THE REQUEST: Reproduce the items below without any change, starting at the line that contains "Please indicate the oven door handle" and continuing through the last item, with both ends included.

INFORMATION SHOWN:
# # # #

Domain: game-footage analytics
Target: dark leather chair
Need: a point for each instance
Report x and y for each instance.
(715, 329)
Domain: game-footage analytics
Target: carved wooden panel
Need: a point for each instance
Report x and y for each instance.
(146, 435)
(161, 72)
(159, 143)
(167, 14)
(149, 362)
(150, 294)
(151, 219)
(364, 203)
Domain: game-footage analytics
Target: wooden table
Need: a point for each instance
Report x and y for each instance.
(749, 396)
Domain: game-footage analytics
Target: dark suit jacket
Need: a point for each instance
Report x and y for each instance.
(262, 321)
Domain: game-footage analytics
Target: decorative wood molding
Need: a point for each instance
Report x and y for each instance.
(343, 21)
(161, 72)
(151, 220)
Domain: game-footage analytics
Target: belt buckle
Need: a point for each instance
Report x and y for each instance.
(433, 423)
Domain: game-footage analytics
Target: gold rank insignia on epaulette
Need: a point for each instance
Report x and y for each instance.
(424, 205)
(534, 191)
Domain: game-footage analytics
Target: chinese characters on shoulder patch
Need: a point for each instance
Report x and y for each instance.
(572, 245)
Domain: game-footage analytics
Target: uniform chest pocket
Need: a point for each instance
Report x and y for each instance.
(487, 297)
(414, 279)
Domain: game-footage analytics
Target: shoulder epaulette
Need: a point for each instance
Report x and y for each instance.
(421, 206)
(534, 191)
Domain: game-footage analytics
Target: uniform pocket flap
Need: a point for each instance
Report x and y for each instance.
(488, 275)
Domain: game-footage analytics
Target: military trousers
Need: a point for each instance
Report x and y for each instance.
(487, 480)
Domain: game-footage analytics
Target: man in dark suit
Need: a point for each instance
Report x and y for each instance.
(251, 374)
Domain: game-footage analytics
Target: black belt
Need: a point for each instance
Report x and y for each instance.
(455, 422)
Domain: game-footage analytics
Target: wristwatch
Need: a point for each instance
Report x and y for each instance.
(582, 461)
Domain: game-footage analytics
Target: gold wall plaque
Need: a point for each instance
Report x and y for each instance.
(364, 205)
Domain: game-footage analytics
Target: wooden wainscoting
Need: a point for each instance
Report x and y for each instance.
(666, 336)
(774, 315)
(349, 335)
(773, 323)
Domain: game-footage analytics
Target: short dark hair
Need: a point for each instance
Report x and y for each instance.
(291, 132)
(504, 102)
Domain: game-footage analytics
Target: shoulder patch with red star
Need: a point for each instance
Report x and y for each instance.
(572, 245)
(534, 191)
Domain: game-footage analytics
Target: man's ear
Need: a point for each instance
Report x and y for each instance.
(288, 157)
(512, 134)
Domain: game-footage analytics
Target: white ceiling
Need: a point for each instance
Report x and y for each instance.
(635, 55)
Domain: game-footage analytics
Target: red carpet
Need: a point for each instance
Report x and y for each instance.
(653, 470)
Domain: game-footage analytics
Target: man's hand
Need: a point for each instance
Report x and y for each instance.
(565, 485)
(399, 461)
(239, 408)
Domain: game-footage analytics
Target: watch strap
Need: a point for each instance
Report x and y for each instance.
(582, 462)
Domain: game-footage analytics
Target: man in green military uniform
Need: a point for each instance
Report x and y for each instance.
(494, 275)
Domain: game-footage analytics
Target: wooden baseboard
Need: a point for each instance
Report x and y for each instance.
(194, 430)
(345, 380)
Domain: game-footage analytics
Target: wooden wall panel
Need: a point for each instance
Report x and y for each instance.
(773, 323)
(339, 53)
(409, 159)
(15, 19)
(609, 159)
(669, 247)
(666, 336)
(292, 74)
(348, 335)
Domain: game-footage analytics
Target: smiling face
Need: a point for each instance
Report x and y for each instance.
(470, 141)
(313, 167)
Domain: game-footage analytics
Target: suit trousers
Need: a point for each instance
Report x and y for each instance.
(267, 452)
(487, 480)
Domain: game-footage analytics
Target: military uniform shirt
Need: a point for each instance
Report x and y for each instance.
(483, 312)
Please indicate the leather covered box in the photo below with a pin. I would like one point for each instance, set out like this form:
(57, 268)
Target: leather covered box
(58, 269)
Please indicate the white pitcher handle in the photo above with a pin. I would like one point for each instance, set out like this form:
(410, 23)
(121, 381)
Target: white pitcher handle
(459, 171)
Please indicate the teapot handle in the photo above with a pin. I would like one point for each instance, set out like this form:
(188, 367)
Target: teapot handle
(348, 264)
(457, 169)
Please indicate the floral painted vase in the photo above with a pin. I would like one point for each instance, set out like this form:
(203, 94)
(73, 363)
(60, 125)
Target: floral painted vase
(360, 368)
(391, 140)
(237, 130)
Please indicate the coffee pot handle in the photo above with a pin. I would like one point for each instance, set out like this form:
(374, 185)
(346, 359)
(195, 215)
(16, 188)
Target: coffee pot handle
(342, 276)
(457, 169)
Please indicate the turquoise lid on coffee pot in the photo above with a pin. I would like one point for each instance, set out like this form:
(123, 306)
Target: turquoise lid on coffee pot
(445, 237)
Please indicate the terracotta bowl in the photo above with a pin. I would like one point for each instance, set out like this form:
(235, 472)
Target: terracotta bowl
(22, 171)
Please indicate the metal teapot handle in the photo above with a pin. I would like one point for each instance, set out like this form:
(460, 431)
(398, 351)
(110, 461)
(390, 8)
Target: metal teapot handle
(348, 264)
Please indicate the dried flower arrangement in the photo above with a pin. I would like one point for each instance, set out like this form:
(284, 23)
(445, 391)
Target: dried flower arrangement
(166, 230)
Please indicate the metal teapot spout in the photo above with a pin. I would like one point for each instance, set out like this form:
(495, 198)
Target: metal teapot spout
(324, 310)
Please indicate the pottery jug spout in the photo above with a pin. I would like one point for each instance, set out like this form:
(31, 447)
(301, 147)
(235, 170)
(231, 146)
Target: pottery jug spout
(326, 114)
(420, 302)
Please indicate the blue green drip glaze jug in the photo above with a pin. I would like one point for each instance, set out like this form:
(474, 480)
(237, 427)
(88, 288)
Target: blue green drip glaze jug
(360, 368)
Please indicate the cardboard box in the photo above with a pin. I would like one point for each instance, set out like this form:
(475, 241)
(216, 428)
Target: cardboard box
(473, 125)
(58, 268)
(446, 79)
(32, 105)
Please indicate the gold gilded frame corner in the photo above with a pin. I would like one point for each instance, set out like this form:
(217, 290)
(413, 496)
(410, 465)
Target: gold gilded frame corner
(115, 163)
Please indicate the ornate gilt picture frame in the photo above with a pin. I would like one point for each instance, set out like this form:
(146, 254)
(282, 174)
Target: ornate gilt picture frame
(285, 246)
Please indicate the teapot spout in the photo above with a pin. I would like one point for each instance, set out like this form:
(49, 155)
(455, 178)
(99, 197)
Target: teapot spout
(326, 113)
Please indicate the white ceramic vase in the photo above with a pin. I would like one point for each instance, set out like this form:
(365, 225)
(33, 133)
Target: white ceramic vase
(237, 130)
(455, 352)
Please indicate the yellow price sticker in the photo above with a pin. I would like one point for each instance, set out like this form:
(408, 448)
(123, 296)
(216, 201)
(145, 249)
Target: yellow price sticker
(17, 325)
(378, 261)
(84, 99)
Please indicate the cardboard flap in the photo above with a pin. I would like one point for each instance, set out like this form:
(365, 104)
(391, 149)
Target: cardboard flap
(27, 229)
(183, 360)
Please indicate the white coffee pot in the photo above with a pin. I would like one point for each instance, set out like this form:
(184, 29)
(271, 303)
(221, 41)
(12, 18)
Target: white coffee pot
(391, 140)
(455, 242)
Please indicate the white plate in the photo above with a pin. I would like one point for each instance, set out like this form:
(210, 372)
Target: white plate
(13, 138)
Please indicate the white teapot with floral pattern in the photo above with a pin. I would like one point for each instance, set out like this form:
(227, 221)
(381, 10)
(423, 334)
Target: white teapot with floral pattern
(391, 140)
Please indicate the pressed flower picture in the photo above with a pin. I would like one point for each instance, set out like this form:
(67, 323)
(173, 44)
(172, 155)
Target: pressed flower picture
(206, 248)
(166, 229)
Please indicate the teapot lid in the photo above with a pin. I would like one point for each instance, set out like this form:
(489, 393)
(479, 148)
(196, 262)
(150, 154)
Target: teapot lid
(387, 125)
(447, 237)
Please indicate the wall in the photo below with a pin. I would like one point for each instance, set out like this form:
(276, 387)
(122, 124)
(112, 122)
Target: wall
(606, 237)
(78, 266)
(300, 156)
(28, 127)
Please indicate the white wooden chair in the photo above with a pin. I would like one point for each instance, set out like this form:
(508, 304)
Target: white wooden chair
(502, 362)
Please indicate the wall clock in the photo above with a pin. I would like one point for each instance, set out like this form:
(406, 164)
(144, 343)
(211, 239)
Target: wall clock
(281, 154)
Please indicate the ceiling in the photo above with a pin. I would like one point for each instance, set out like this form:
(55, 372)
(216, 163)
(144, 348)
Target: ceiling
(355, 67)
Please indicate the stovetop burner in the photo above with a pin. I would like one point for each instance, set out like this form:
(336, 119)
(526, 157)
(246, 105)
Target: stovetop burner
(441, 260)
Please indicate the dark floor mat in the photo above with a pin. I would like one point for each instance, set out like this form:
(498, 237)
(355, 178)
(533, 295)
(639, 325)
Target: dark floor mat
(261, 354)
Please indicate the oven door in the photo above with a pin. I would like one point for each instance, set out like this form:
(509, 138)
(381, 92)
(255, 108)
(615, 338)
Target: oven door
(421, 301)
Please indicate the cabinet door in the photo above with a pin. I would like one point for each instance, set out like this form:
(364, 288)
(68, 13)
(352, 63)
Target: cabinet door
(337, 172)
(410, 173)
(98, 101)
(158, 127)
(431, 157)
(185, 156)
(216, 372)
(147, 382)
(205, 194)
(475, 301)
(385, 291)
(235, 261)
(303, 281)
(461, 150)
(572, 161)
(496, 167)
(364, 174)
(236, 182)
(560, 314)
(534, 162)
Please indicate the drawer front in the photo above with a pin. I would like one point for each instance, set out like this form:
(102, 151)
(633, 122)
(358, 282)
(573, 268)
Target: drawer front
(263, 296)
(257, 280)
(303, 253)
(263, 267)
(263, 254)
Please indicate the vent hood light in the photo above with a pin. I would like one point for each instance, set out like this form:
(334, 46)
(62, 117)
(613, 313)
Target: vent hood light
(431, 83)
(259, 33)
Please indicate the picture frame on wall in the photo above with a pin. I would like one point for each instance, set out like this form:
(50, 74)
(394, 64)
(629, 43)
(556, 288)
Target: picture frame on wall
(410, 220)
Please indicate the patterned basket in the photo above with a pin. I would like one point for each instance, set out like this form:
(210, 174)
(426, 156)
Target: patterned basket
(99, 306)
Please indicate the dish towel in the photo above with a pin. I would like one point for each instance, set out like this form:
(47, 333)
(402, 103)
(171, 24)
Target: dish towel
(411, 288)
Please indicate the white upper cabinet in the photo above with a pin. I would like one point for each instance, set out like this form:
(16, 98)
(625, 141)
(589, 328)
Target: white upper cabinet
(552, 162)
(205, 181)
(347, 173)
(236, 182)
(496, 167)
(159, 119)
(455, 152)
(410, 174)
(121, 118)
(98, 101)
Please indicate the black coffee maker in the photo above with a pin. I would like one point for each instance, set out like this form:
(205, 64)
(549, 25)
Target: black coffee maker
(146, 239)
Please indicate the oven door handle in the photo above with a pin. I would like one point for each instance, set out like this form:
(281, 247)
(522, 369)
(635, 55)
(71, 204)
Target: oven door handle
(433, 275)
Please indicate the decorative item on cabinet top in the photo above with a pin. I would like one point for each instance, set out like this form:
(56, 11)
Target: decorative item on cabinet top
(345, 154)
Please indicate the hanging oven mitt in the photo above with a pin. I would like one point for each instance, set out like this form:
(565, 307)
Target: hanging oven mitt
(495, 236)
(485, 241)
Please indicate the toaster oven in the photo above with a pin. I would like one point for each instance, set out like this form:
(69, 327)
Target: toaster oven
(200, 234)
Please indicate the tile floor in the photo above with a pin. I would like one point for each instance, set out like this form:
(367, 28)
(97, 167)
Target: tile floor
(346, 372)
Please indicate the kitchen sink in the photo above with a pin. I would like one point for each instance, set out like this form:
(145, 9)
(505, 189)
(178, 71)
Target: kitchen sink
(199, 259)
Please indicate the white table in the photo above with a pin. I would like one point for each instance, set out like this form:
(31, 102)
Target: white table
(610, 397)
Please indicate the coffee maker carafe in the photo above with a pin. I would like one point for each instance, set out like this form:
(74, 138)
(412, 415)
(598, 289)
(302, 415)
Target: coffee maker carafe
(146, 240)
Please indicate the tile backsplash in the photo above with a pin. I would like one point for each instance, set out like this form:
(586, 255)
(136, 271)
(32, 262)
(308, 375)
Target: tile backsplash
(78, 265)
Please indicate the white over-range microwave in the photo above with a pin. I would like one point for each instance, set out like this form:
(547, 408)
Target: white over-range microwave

# # # #

THE REPLY:
Please indicate the oven door handle in the photo above with a pin. I would like one point for each instance, set out like this form:
(281, 247)
(522, 369)
(635, 55)
(71, 204)
Target: oven door handle
(433, 275)
Please indicate the decorative item on cabinet top in the photo above with a pin. I would like one point for each instance, set out like this form:
(56, 11)
Target: decorative item on cabinet top
(345, 154)
Please indicate the hanging oven mitt in the photo above with a pin. I would like one point for each instance, set out like this form:
(565, 307)
Target: hanging oven mitt
(495, 236)
(485, 241)
Please indicate the toaster oven in the photo above with a pin. I would like one point for each instance, set out like this form:
(69, 327)
Target: toaster oven
(200, 234)
Please indicate the tile floor in the photo above with a pin. I would like one point for each instance, set out like this form:
(367, 28)
(97, 167)
Target: tile floor
(346, 372)
Please indicate the kitchen sink in the photo above with a pin. I would like one point for each instance, set out like this form:
(145, 9)
(505, 189)
(178, 71)
Target: kitchen sink
(199, 259)
Please indicate the white table in the photo above with a pin. I would like one point for each instance, set out like this form:
(31, 102)
Target: white table
(610, 397)
Please indicate the coffee maker carafe in the photo above with a pin. I would like one point for each instance, set out like this form:
(74, 138)
(412, 415)
(598, 289)
(302, 415)
Target: coffee maker carafe
(146, 240)
Please indicate the tile backsplash in the photo above with a pin. I would like one point for each instance, set out like this form:
(586, 255)
(136, 271)
(32, 262)
(308, 375)
Target: tile backsplash
(78, 265)
Please indicate the white over-range microwave in the photo above with a pin. I would like one point for each instance, set out like this form:
(547, 408)
Target: white over-range microwave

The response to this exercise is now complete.